--- Start Records provided ---

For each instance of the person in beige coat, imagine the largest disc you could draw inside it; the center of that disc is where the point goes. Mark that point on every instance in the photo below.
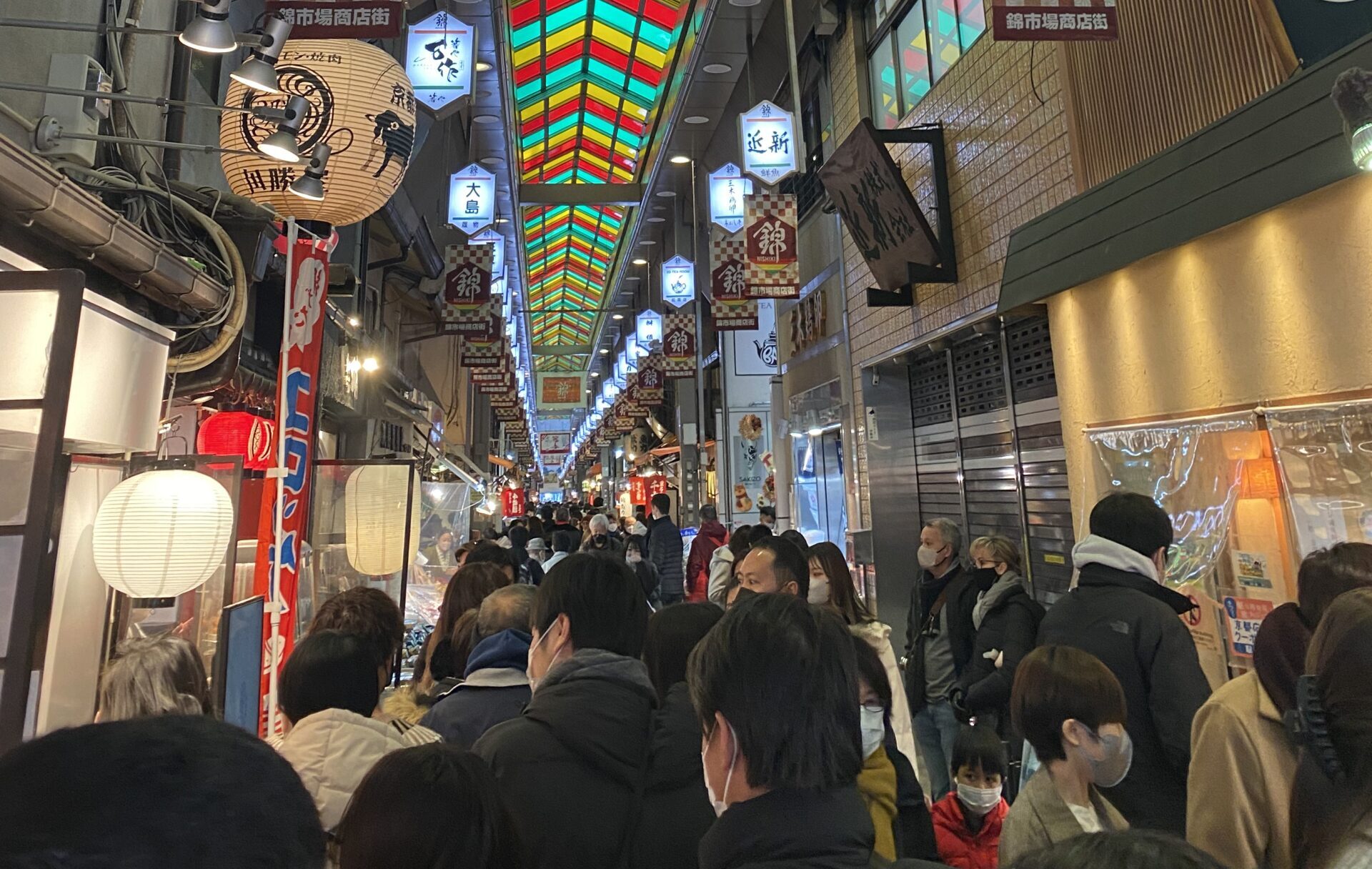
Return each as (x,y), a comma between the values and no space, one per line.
(1072,710)
(1242,761)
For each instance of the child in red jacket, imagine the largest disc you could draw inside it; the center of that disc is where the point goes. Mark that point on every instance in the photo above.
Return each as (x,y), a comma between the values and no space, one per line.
(968,821)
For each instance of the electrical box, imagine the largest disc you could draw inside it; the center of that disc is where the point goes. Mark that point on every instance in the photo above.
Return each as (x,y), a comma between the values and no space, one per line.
(76,114)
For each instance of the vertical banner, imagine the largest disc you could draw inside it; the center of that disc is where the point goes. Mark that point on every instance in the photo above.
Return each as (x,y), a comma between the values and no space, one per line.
(729,304)
(680,347)
(277,574)
(770,232)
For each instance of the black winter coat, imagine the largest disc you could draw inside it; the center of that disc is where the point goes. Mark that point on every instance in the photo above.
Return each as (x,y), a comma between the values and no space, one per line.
(575,765)
(1010,626)
(1131,624)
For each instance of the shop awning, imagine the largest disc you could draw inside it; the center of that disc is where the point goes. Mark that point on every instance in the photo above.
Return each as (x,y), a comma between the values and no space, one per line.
(1283,144)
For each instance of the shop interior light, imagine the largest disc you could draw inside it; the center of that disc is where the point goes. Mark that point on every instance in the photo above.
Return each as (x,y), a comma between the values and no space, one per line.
(210,31)
(258,71)
(282,144)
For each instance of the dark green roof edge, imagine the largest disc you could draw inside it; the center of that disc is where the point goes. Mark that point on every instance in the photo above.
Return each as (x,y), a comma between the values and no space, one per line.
(1281,146)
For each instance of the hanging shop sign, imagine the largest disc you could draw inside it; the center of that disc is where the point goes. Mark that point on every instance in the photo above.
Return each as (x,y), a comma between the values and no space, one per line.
(727,189)
(465,302)
(471,199)
(562,392)
(341,19)
(1043,21)
(277,574)
(360,104)
(439,58)
(767,134)
(730,305)
(678,282)
(680,347)
(878,209)
(770,235)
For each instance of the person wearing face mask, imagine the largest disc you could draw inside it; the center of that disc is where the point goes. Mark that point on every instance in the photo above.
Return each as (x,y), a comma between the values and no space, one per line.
(1072,710)
(575,765)
(968,821)
(774,685)
(1123,614)
(1006,622)
(939,640)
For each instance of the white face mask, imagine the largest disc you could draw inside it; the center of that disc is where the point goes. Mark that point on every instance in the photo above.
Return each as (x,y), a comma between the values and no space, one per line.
(873,730)
(818,590)
(978,800)
(718,803)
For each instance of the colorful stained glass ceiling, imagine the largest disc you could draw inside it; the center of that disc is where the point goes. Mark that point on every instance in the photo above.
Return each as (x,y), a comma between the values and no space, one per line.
(589,80)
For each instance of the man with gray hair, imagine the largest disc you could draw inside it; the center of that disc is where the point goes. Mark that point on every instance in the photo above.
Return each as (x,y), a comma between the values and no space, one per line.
(496,685)
(939,640)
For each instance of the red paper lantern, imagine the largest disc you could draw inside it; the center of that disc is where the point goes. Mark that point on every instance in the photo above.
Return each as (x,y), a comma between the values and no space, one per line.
(239,433)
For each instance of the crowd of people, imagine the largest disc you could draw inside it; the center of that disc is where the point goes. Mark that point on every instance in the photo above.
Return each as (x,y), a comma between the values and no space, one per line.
(619,700)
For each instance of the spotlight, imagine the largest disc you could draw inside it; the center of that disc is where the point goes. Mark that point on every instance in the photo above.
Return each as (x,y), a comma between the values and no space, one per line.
(282,144)
(258,71)
(310,186)
(210,31)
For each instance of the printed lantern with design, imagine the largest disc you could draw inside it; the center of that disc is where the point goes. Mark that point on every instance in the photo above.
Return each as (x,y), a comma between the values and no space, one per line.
(360,104)
(239,433)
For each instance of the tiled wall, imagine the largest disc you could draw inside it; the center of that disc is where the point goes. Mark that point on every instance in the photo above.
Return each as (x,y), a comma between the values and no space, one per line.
(1006,139)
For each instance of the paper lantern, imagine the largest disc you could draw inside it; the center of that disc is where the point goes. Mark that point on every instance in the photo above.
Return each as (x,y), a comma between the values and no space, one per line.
(238,433)
(377,505)
(361,106)
(162,533)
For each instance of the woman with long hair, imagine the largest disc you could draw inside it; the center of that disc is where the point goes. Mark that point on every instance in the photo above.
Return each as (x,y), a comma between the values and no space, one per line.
(832,585)
(1331,805)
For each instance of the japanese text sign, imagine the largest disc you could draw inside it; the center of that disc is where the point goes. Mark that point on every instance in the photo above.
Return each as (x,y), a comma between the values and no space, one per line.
(727,189)
(678,282)
(770,238)
(471,199)
(439,59)
(341,19)
(767,134)
(1057,21)
(878,209)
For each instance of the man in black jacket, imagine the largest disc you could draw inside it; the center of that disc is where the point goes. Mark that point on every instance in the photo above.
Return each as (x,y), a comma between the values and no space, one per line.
(939,639)
(1124,615)
(774,687)
(665,551)
(575,766)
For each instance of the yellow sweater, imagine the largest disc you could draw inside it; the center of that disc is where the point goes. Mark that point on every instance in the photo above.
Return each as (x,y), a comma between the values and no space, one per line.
(877,783)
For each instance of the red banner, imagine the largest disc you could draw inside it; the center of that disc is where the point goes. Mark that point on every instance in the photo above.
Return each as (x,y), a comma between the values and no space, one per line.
(309,283)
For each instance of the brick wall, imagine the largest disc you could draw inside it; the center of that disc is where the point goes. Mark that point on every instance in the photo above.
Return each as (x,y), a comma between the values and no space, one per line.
(1009,161)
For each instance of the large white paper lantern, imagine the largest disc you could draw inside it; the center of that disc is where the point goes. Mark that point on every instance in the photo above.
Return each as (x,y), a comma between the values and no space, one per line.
(377,504)
(162,533)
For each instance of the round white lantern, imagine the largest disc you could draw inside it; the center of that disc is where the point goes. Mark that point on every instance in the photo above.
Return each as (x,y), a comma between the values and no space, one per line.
(377,505)
(162,533)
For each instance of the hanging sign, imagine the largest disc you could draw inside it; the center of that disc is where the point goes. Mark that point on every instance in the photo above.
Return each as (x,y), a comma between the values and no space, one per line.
(770,234)
(471,199)
(1045,21)
(730,305)
(769,136)
(878,209)
(341,19)
(560,392)
(441,55)
(727,189)
(678,282)
(309,282)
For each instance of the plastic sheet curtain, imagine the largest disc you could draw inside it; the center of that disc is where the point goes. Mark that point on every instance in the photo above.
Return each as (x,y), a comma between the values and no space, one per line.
(1190,467)
(1324,455)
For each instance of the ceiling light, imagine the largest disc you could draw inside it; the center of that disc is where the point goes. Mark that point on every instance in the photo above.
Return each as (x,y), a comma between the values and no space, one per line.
(210,31)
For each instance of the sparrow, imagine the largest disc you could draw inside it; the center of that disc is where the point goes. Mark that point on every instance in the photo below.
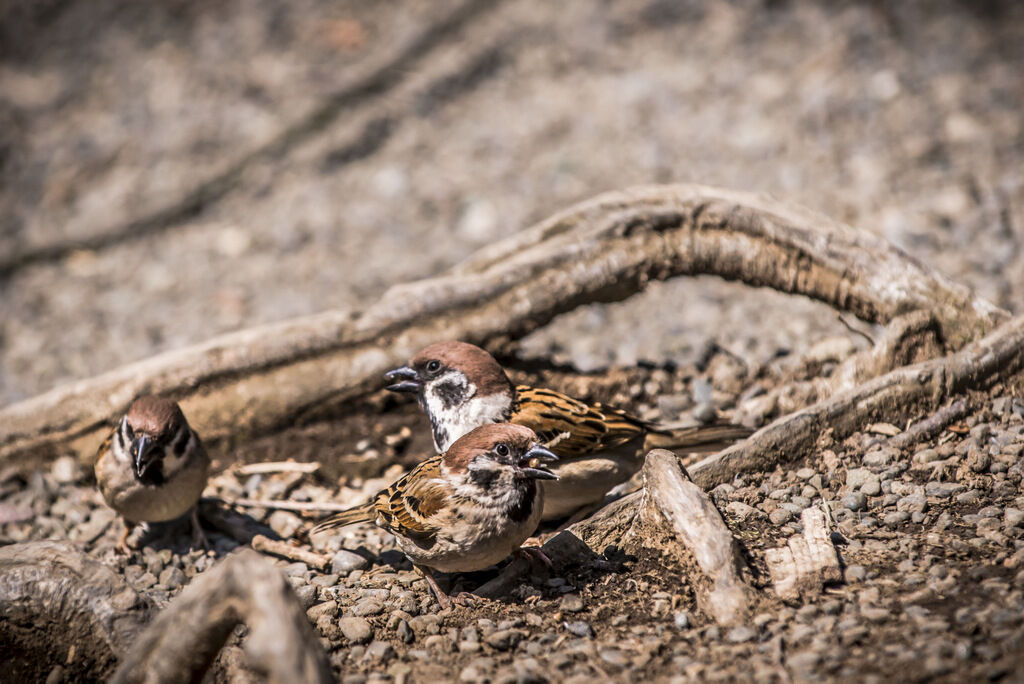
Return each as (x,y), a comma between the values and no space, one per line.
(460,386)
(153,466)
(466,509)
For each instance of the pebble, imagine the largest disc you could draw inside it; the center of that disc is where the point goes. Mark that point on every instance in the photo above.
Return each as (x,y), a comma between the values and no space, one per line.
(580,629)
(855,502)
(368,606)
(571,603)
(172,578)
(344,562)
(285,523)
(503,640)
(355,630)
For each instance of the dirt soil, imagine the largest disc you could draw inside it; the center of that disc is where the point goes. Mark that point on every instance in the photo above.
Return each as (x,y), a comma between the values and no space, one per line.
(175,169)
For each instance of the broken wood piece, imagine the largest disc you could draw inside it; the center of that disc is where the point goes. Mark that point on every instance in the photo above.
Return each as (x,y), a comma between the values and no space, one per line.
(55,600)
(287,551)
(669,493)
(245,588)
(808,561)
(276,467)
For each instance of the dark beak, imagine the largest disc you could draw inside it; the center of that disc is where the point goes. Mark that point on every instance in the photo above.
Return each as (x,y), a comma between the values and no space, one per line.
(403,379)
(141,455)
(532,464)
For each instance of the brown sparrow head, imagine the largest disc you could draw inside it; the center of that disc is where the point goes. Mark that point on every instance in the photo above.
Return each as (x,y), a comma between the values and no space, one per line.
(466,509)
(461,386)
(153,466)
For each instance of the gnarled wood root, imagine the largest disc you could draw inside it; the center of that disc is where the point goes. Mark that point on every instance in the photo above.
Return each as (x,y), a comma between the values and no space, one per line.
(58,607)
(184,639)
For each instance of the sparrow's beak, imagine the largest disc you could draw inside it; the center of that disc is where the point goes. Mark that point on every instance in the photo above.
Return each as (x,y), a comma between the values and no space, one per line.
(403,379)
(141,454)
(532,464)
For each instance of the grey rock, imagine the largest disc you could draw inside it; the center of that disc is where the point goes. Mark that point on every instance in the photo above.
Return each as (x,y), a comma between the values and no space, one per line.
(285,523)
(503,640)
(571,603)
(172,578)
(344,562)
(897,518)
(368,606)
(355,630)
(855,502)
(580,629)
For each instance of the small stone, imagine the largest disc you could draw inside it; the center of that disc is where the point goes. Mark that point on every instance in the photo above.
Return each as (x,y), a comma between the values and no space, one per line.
(306,594)
(912,503)
(738,635)
(285,523)
(571,603)
(580,629)
(504,639)
(344,562)
(66,470)
(368,606)
(855,573)
(172,578)
(855,502)
(329,608)
(355,630)
(897,518)
(379,651)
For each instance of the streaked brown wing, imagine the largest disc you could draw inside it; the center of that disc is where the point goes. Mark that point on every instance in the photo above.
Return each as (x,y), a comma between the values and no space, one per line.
(587,428)
(409,506)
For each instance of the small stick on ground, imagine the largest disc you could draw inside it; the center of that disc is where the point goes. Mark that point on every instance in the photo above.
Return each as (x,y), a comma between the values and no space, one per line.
(286,550)
(276,467)
(300,506)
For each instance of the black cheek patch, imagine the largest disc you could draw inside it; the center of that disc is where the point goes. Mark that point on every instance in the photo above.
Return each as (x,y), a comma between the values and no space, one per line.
(521,505)
(451,393)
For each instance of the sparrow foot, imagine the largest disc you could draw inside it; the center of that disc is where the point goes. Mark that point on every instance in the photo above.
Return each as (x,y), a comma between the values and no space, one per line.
(535,555)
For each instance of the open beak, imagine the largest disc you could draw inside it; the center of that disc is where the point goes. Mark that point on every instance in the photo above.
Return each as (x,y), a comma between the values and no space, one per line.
(403,379)
(532,464)
(141,455)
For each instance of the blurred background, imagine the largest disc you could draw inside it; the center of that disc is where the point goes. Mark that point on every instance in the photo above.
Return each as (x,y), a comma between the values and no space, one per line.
(174,169)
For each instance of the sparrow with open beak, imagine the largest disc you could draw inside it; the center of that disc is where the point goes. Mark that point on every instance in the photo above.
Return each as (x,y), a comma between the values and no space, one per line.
(466,509)
(153,467)
(460,387)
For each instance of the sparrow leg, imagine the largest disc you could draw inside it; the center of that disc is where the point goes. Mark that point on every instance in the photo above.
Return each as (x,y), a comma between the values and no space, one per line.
(535,555)
(442,598)
(123,540)
(199,538)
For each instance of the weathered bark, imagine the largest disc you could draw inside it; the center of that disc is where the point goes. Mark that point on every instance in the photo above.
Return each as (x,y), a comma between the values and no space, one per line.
(893,397)
(60,607)
(602,250)
(184,639)
(807,562)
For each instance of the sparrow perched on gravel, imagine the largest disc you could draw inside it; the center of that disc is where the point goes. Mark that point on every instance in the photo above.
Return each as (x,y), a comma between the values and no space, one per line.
(461,386)
(153,466)
(466,509)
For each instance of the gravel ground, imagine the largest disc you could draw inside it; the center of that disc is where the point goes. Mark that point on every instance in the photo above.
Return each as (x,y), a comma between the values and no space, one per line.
(147,144)
(931,539)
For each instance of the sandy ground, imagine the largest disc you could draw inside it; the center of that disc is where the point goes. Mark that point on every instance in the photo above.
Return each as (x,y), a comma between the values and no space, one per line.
(170,170)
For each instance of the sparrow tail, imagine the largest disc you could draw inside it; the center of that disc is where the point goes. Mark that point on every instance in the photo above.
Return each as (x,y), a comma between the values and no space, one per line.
(365,513)
(698,438)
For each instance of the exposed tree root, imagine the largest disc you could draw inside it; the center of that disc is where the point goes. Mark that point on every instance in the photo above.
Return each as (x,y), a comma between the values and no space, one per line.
(603,250)
(184,639)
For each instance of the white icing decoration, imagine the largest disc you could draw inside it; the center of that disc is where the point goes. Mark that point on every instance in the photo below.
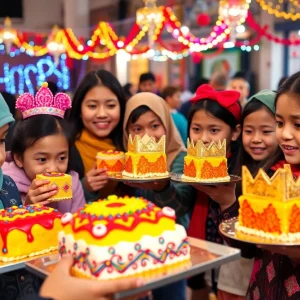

--- End Records provided ---

▶ **Short task**
Return every line from the records above that contains the string "hair", copying each such line in full.

▶ **Exercise solution**
For each instance of the man with gray hair, imagine the largest disc you could draw inside it; the center of that disc is where the point goes. Mark that point on every instance in the photo above.
For each instance of the woman with long hair, imagine the largest disc you could draw inside it; the center of that disc is where the point goes. Mark that point on every instance in the photo above.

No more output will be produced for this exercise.